— STORED ROWS —
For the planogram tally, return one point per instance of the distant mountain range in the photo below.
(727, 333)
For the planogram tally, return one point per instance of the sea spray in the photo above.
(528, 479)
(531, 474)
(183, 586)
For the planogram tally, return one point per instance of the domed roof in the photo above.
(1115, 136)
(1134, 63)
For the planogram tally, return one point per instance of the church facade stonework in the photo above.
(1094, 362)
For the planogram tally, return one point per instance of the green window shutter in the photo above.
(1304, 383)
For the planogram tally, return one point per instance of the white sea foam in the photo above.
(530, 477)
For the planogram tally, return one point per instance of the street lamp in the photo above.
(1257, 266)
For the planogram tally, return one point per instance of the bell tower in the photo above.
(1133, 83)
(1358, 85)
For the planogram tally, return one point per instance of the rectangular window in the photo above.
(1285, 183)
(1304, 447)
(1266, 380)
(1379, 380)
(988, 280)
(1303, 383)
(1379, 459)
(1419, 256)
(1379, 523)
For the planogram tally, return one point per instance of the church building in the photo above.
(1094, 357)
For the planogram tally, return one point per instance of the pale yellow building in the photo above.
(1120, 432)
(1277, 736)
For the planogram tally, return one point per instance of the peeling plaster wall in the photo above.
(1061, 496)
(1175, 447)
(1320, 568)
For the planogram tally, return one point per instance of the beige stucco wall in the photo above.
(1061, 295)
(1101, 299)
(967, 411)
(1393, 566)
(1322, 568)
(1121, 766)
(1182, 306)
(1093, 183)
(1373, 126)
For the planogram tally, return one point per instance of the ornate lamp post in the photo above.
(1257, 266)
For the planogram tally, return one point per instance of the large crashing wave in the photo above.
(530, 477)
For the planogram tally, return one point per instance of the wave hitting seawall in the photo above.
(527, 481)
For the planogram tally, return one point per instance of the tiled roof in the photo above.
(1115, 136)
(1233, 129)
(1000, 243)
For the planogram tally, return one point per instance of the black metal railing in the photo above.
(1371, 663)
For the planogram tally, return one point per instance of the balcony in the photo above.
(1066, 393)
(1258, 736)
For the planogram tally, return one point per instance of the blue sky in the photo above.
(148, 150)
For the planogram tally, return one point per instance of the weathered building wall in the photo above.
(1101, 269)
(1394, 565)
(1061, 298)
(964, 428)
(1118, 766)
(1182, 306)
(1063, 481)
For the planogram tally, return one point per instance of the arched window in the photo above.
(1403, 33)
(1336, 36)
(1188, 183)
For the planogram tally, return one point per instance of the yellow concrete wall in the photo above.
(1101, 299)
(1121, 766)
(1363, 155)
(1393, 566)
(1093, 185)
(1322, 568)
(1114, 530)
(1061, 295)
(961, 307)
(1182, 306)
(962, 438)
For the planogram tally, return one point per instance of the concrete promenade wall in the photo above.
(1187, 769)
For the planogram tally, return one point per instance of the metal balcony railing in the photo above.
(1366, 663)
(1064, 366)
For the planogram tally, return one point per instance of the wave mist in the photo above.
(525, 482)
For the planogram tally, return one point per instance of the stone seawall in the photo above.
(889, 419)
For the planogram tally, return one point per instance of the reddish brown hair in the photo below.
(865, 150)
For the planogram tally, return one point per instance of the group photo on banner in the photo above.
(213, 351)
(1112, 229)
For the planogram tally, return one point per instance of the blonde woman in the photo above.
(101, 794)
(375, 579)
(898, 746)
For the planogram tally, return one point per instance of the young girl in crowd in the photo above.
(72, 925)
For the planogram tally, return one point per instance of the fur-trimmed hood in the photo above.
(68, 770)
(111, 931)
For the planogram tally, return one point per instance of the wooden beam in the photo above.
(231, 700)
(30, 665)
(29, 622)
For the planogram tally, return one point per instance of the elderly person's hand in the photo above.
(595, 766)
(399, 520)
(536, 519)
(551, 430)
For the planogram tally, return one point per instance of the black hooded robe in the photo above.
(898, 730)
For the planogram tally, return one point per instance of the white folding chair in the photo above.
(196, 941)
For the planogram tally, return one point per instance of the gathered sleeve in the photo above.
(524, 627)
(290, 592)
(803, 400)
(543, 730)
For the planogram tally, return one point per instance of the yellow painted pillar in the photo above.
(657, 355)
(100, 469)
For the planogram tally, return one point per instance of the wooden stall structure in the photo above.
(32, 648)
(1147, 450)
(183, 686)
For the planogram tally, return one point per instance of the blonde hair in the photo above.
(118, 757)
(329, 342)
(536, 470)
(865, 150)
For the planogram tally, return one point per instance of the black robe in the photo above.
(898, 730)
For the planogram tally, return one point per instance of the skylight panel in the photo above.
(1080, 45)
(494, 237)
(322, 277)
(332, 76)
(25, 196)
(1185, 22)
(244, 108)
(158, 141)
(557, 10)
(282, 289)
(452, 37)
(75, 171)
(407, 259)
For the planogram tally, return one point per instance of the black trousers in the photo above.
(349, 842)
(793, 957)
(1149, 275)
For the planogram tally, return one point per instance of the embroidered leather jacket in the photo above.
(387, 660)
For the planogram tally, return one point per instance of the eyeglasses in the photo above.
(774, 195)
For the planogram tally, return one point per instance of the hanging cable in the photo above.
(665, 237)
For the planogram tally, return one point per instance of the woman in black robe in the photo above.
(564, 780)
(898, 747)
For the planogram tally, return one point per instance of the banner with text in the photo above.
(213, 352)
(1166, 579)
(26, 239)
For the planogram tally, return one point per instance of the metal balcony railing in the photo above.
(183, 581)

— TASK TO COMPLETE —
Your task is to transcribe the line containing "chair in the photo above." and every line after it, through the last line of the data, exactly as written and with nothing more.

— EXERCISE SOLUTION —
For the planogram tally, return one point per instance of the white folding chair in the photo above.
(196, 941)
For the planogram tally, return one point per instance of the gathered sleeve in the photo above.
(524, 627)
(290, 592)
(803, 400)
(543, 730)
For the planogram tally, return one point per instance of the yellow painted pillar in the photo above.
(657, 355)
(100, 469)
For the planogram tally, return one point per instance of the wooden stall structure in the photo above.
(32, 648)
(1147, 450)
(183, 686)
For the planogram tally, return one point per instance of the blonde hair in the photo above.
(118, 757)
(329, 342)
(536, 470)
(865, 150)
For the planogram tally, return one point per instance of the black robe in the photo above.
(898, 730)
For the planogram tally, return one point per instance of the skylight panel in the photo above.
(1080, 45)
(494, 237)
(322, 277)
(332, 76)
(25, 196)
(1185, 22)
(244, 108)
(158, 141)
(557, 10)
(282, 289)
(452, 37)
(75, 171)
(407, 259)
For the planogram tally, return one point per instance of the black trousers in the photo above.
(349, 842)
(793, 957)
(1149, 275)
For the planogram tally, return one point per instance of the embroidered leather jacket in the photo above.
(387, 660)
For the planogram tally, return one point per instance of the eyeglasses in the photo above.
(774, 195)
For the planogram tally, return one point per instance of the hanging cable in the photo above.
(665, 237)
For the planogram tally, return one point per instance of the woman in black robe in the photo above.
(564, 780)
(898, 747)
For the planogram tally, return one point per instance of the banner with text in the photo above.
(213, 352)
(1166, 579)
(26, 239)
For the planogram tally, return one point per instance of the metal balcony railing in the photo above.
(183, 581)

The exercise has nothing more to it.